(PROBLEM TO SOLVE):
Copy the records below line for line, without changing anything.
[begin STORED DATA]
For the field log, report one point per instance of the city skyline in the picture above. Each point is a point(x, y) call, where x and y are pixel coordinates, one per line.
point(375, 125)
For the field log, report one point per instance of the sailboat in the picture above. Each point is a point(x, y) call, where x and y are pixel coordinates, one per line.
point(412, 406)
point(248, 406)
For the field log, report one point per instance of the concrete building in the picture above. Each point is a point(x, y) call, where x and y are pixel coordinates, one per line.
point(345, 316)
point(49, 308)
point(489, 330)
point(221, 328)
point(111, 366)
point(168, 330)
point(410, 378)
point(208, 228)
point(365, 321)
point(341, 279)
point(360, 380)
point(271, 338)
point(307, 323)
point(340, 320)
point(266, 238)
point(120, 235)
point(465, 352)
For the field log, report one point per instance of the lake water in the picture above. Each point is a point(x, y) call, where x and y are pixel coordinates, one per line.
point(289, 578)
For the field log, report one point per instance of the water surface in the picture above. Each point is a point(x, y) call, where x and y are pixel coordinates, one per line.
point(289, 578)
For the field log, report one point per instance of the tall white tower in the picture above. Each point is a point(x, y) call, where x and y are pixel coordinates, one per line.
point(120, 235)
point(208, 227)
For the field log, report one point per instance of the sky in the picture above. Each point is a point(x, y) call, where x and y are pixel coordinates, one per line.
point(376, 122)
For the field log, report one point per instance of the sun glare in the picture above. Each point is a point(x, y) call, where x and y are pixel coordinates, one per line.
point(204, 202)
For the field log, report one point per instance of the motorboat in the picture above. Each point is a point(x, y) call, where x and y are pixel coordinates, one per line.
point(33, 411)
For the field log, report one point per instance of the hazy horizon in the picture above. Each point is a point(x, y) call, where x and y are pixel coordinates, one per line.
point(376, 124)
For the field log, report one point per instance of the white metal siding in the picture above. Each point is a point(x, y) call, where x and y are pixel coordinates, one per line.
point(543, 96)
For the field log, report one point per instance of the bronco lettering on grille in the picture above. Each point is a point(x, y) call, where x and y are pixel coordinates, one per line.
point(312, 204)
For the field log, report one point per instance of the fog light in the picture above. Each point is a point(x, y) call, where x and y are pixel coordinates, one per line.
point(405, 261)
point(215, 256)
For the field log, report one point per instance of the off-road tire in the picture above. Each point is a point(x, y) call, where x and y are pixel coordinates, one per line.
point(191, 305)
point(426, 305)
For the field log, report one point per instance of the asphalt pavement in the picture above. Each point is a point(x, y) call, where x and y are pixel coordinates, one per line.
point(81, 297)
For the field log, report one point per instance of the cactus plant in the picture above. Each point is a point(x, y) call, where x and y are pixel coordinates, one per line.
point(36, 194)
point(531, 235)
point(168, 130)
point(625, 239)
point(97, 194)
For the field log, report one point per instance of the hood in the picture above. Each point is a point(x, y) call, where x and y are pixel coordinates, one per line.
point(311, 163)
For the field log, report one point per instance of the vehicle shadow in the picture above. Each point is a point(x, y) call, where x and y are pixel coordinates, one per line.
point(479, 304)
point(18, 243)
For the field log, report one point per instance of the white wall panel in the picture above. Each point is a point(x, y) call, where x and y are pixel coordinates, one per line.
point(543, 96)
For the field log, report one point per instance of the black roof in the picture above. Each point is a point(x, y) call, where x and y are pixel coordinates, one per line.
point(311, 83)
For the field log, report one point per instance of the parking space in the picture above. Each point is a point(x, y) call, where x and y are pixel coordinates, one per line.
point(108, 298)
[end STORED DATA]
(TASK SOLUTION):
For the field log, report one point per instance of the city skyline in the picture above. Each point is a point(x, y) call, where x and y are pixel coordinates, one per line.
point(375, 125)
For the field log, report one point per instance of the sailboat in the picture above. Each point is a point(x, y) call, where x and y are pixel coordinates, one per line.
point(412, 406)
point(248, 406)
For the field log, report one point per instance of the concrete building in the picture above. Each point is a point(x, y) call, where x and y are pixel coordinates, one per line.
point(345, 316)
point(49, 308)
point(489, 330)
point(221, 328)
point(111, 366)
point(168, 330)
point(410, 378)
point(208, 228)
point(365, 321)
point(341, 279)
point(360, 380)
point(271, 338)
point(307, 323)
point(340, 320)
point(266, 238)
point(120, 235)
point(465, 352)
For the field log, report one point per instance of the lake water in the picture above. Each point is a point(x, y) call, where x and y are pixel coordinates, one per line.
point(289, 578)
For the field log, report one point per instance of the water surface in the picture above. Each point is a point(x, y) call, where x and y are pixel coordinates, one per line.
point(289, 578)
For the field log, report one point per instance of the tall white tower in the picture above. Each point is a point(x, y) call, where x and y are pixel coordinates, one per line.
point(120, 235)
point(208, 227)
For the field log, report one point per instance of the sky in the picture above. Each point is a point(x, y) call, where x and y are pixel coordinates, one per line.
point(376, 122)
For the field log, report one point per instance of the sun glare in the picture above. Each point is a point(x, y) call, where x and y are pixel coordinates, one per line.
point(204, 202)
For the field log, report one point per instance of the motorboat in the picture above. Each point is a point(x, y) call, where x and y are pixel coordinates, one per line.
point(33, 411)
For the field log, report one point per instance of the hazy horizon in the picture above. Each point is a point(x, y) call, where x and y are pixel coordinates, one per line.
point(376, 124)
For the field log, report one point per instance of the white metal siding in the picture above. Each point is a point(x, y) call, where x and y are pixel coordinates, one per line.
point(543, 96)
For the field log, report one point per instance of the bronco lettering on grille in the picture above. Each point is a point(x, y) call, where x and y are pixel coordinates, one per line.
point(312, 204)
For the field log, report one point per instance of the fog light in the picture above. Each point is a point(x, y) call, where x and y are pixel coordinates, one per line.
point(405, 261)
point(215, 256)
For the field log, report one point per instance of the off-road tire in the picture above. Each point is a point(x, y) call, where x and y are pixel coordinates, one per line.
point(191, 305)
point(426, 305)
For the field log, report one point per instance of the asphalt pavement in the picture above. Each point is a point(x, y) call, where x and y are pixel coordinates, one per line.
point(81, 297)
For the field log, report one point per instance of the cactus plant in the picture above. Each point is a point(x, y) call, where x and y are pixel coordinates, one per line.
point(36, 194)
point(531, 235)
point(168, 130)
point(625, 239)
point(97, 194)
For the field log, report one point per instance of the hood in the picture above. Each point is a point(x, y) call, where x and y are pixel coordinates, one per line.
point(311, 163)
For the field log, report one point per instance of the vehicle shadow in the picture above. Each point is a point(x, y) call, where x and y are pixel coordinates, one per line.
point(479, 304)
point(18, 243)
For the field log, report one point per instance of the white wall panel in the picture above. Each point is a point(x, y) call, where x and y are pixel coordinates, one per line.
point(543, 96)
For the field log, report one point per instance of the black roof in the picture above. Each point is a point(x, y) call, where x and y are pixel coordinates, one per line.
point(311, 83)
For the field log, report one point per instance of the parking space in the picture above. Each point is a point(x, y) call, where x and y are pixel coordinates, one per line.
point(108, 298)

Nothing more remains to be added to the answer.